WORK REQUIRED:
Count the lines in the rows below that contain the string "leather", matching case exactly, and reply with only the number.

EXERCISE INPUT:
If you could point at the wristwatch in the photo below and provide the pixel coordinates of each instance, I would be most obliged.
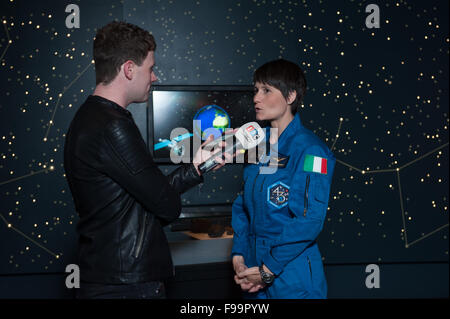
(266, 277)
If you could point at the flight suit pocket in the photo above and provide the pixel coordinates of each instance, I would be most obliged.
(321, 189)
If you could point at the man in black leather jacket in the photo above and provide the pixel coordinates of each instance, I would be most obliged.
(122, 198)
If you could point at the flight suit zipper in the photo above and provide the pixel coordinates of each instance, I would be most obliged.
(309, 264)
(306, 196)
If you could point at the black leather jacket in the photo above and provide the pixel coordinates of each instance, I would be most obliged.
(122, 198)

---

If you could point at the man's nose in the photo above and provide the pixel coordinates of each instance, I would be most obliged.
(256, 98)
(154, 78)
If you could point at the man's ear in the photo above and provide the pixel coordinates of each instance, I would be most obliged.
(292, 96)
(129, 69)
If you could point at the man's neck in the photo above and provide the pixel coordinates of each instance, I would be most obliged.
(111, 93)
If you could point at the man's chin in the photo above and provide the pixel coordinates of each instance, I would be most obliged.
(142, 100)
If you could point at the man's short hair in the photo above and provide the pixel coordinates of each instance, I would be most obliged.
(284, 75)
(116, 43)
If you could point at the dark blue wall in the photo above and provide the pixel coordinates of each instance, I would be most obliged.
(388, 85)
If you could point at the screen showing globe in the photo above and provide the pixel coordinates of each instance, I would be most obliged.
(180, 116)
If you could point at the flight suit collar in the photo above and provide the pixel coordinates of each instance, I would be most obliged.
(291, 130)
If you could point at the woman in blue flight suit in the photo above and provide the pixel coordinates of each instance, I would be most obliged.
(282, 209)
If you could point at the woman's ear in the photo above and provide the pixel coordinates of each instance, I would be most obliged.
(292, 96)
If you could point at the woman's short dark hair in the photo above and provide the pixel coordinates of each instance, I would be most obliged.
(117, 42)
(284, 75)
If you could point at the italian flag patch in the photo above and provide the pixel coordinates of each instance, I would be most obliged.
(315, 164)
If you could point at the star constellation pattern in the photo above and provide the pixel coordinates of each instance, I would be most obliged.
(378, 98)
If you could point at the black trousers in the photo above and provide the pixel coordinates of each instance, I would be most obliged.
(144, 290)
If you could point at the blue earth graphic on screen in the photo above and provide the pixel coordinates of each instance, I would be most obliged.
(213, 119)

TASK RESULT:
2